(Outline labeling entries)
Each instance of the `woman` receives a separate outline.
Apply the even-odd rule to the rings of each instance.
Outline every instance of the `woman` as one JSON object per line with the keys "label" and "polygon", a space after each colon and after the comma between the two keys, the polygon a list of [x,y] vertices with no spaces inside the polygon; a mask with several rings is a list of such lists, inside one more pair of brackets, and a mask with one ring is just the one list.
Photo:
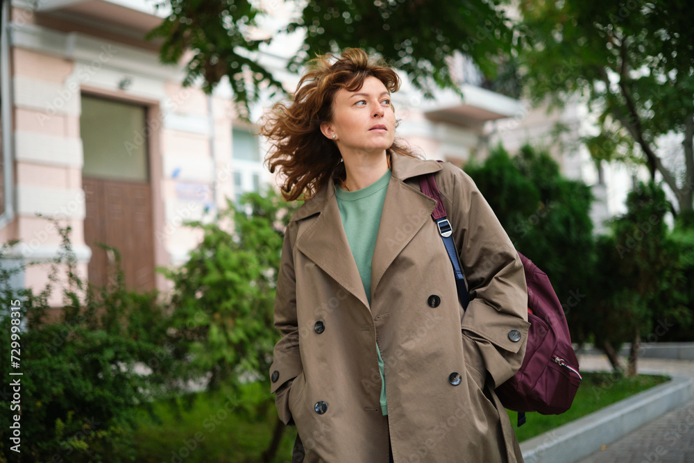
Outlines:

Exercise goal:
Copy out every line of the entries above word for word, but leave out the pictures.

Finished task:
Each instance of the `woman` receives a separate outline.
Apply the even-odd rule to the rings of each instance.
Outline every instance of the `woman` as one JSON object per line with the keys "label" and "polygon", a space after each colon and after the comma between the two keys, the polygon a list of [x,y] vertices with no spaces inside the polygon; a mask with several rings is a list of such lists, inside one more pair of brackets, and a mask with one ring is just the one list.
Photo:
Outlines:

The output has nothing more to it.